*Work to be completed:* Please rewrite the entries from their start through the line containing "xmin=48 ymin=342 xmax=58 ymax=354", putting "sculpture" in place of "statue" and changing nothing else. Leave the pictures out of your answer.

*Dataset records:*
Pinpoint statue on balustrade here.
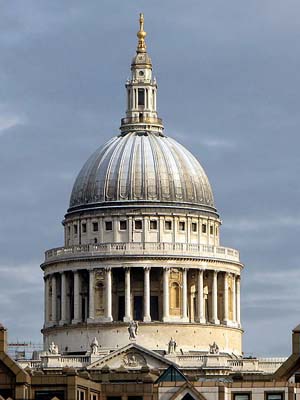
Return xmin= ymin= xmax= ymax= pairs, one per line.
xmin=128 ymin=321 xmax=139 ymax=340
xmin=91 ymin=337 xmax=99 ymax=355
xmin=48 ymin=342 xmax=58 ymax=354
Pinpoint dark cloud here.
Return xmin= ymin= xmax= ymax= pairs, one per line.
xmin=0 ymin=0 xmax=300 ymax=356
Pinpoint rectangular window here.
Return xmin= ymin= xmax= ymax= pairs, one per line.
xmin=179 ymin=221 xmax=185 ymax=231
xmin=120 ymin=221 xmax=127 ymax=231
xmin=106 ymin=396 xmax=122 ymax=400
xmin=134 ymin=219 xmax=143 ymax=229
xmin=150 ymin=219 xmax=157 ymax=230
xmin=105 ymin=221 xmax=112 ymax=231
xmin=266 ymin=392 xmax=284 ymax=400
xmin=233 ymin=393 xmax=250 ymax=400
xmin=165 ymin=221 xmax=172 ymax=231
xmin=77 ymin=389 xmax=85 ymax=400
xmin=138 ymin=89 xmax=145 ymax=106
xmin=127 ymin=396 xmax=143 ymax=400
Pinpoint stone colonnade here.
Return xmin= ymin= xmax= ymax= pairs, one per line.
xmin=44 ymin=266 xmax=241 ymax=327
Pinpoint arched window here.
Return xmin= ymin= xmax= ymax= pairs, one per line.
xmin=171 ymin=282 xmax=180 ymax=308
xmin=95 ymin=282 xmax=104 ymax=316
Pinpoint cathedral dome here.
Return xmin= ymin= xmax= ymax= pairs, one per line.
xmin=70 ymin=131 xmax=215 ymax=211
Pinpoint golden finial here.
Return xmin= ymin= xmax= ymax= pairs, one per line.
xmin=136 ymin=13 xmax=147 ymax=53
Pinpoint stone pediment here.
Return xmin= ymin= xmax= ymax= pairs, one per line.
xmin=87 ymin=343 xmax=173 ymax=370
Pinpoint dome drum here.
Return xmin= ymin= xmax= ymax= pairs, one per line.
xmin=41 ymin=16 xmax=243 ymax=355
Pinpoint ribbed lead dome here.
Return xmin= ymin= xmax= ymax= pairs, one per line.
xmin=70 ymin=132 xmax=214 ymax=209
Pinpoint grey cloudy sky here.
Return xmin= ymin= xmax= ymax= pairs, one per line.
xmin=0 ymin=0 xmax=300 ymax=356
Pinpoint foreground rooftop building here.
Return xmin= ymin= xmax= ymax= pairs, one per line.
xmin=0 ymin=15 xmax=300 ymax=400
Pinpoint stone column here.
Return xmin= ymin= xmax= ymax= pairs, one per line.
xmin=72 ymin=271 xmax=81 ymax=324
xmin=123 ymin=268 xmax=132 ymax=322
xmin=163 ymin=267 xmax=170 ymax=322
xmin=51 ymin=274 xmax=57 ymax=325
xmin=112 ymin=217 xmax=120 ymax=243
xmin=223 ymin=272 xmax=228 ymax=325
xmin=88 ymin=269 xmax=95 ymax=322
xmin=236 ymin=276 xmax=241 ymax=327
xmin=144 ymin=267 xmax=151 ymax=322
xmin=105 ymin=267 xmax=113 ymax=322
xmin=232 ymin=275 xmax=236 ymax=325
xmin=197 ymin=269 xmax=206 ymax=324
xmin=181 ymin=268 xmax=188 ymax=322
xmin=128 ymin=217 xmax=132 ymax=243
xmin=44 ymin=276 xmax=49 ymax=327
xmin=59 ymin=272 xmax=67 ymax=325
xmin=211 ymin=271 xmax=220 ymax=324
xmin=143 ymin=216 xmax=150 ymax=243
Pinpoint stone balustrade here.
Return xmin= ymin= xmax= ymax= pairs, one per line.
xmin=45 ymin=242 xmax=240 ymax=262
xmin=18 ymin=354 xmax=286 ymax=374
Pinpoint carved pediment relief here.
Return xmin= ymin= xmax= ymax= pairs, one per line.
xmin=88 ymin=343 xmax=170 ymax=370
xmin=123 ymin=350 xmax=147 ymax=368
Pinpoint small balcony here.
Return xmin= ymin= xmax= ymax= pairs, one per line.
xmin=45 ymin=242 xmax=240 ymax=263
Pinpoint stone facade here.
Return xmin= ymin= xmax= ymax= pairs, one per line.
xmin=0 ymin=11 xmax=300 ymax=400
xmin=42 ymin=14 xmax=243 ymax=356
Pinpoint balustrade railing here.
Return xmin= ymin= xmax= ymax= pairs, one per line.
xmin=45 ymin=242 xmax=239 ymax=262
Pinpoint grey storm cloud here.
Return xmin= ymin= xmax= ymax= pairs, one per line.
xmin=0 ymin=0 xmax=300 ymax=356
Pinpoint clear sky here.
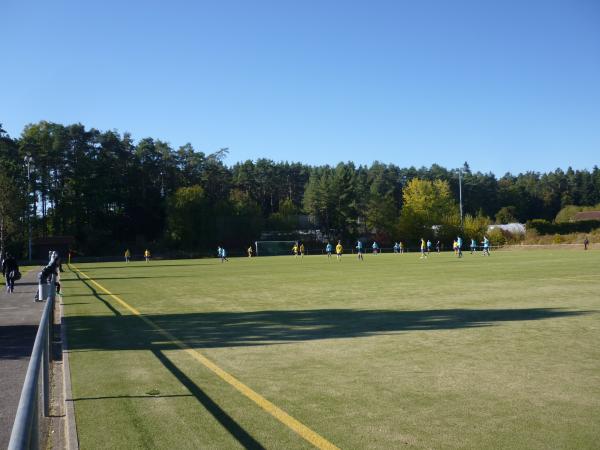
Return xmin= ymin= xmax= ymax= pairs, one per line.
xmin=0 ymin=0 xmax=600 ymax=175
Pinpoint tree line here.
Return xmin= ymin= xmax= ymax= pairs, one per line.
xmin=0 ymin=121 xmax=600 ymax=255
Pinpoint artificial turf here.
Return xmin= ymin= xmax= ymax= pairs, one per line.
xmin=62 ymin=250 xmax=600 ymax=449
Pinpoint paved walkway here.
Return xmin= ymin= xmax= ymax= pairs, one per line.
xmin=0 ymin=269 xmax=45 ymax=448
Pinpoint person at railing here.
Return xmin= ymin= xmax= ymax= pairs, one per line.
xmin=2 ymin=253 xmax=21 ymax=294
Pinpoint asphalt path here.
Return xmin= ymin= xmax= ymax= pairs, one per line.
xmin=0 ymin=270 xmax=46 ymax=448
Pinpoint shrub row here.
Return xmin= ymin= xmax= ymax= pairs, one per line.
xmin=525 ymin=219 xmax=600 ymax=234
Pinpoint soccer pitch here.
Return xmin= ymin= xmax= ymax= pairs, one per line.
xmin=62 ymin=250 xmax=600 ymax=449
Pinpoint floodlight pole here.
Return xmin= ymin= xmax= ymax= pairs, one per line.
xmin=458 ymin=169 xmax=463 ymax=230
xmin=24 ymin=155 xmax=33 ymax=262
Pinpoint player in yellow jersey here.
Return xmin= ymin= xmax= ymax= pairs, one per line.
xmin=335 ymin=241 xmax=344 ymax=261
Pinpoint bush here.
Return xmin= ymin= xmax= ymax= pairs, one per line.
xmin=525 ymin=219 xmax=600 ymax=235
xmin=488 ymin=228 xmax=506 ymax=247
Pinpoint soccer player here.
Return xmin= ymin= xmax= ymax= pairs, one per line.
xmin=2 ymin=253 xmax=20 ymax=294
xmin=356 ymin=241 xmax=365 ymax=261
xmin=325 ymin=242 xmax=333 ymax=259
xmin=371 ymin=241 xmax=379 ymax=255
xmin=482 ymin=236 xmax=490 ymax=256
xmin=335 ymin=241 xmax=344 ymax=261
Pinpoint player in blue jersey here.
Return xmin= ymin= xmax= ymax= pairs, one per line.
xmin=371 ymin=241 xmax=379 ymax=255
xmin=482 ymin=236 xmax=490 ymax=256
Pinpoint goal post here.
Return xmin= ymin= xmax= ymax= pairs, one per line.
xmin=254 ymin=241 xmax=296 ymax=256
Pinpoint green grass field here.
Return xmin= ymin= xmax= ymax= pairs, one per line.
xmin=63 ymin=250 xmax=600 ymax=449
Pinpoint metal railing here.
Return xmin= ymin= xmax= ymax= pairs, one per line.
xmin=8 ymin=275 xmax=56 ymax=450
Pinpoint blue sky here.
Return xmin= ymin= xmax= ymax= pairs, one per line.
xmin=0 ymin=0 xmax=600 ymax=175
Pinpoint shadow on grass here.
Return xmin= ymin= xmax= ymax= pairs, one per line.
xmin=74 ymin=272 xmax=121 ymax=316
xmin=68 ymin=306 xmax=589 ymax=350
xmin=67 ymin=275 xmax=590 ymax=449
xmin=63 ymin=272 xmax=197 ymax=282
xmin=72 ymin=258 xmax=216 ymax=272
xmin=152 ymin=349 xmax=264 ymax=449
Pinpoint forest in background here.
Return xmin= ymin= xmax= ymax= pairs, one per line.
xmin=0 ymin=122 xmax=600 ymax=256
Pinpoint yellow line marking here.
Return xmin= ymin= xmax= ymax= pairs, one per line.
xmin=71 ymin=265 xmax=339 ymax=450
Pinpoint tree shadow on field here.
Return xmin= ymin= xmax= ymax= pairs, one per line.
xmin=73 ymin=258 xmax=216 ymax=272
xmin=68 ymin=306 xmax=589 ymax=350
xmin=66 ymin=275 xmax=591 ymax=449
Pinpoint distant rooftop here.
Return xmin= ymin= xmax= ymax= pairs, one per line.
xmin=573 ymin=211 xmax=600 ymax=221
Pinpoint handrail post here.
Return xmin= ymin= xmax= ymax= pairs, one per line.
xmin=8 ymin=278 xmax=54 ymax=450
xmin=27 ymin=386 xmax=40 ymax=450
xmin=42 ymin=310 xmax=52 ymax=417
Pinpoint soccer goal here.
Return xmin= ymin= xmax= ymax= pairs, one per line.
xmin=254 ymin=241 xmax=296 ymax=256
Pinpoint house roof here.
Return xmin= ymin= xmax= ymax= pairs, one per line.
xmin=573 ymin=211 xmax=600 ymax=220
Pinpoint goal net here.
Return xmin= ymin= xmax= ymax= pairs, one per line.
xmin=254 ymin=241 xmax=296 ymax=256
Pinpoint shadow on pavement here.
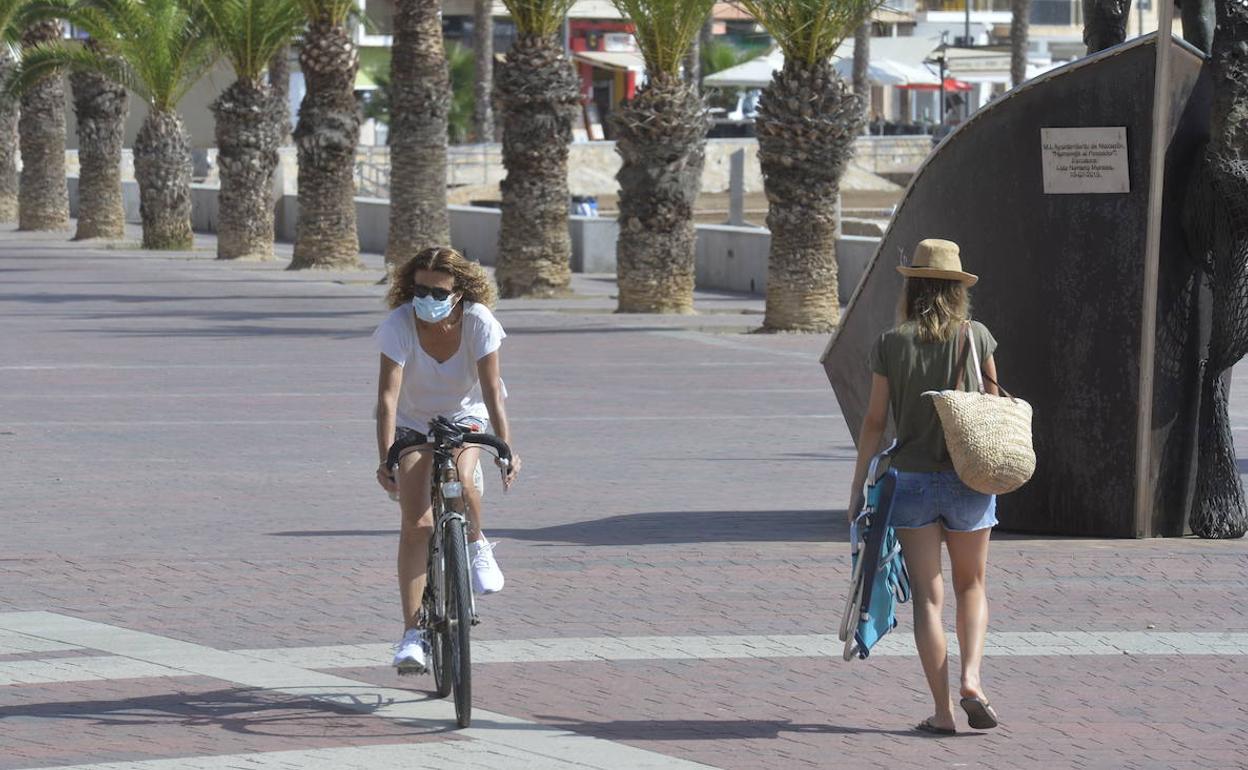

*Answer in full:*
Pinpoint sculpture on balustrade here.
Return xmin= ymin= xmax= ymax= pairs, one per line.
xmin=128 ymin=321 xmax=139 ymax=340
xmin=91 ymin=337 xmax=99 ymax=355
xmin=48 ymin=342 xmax=58 ymax=354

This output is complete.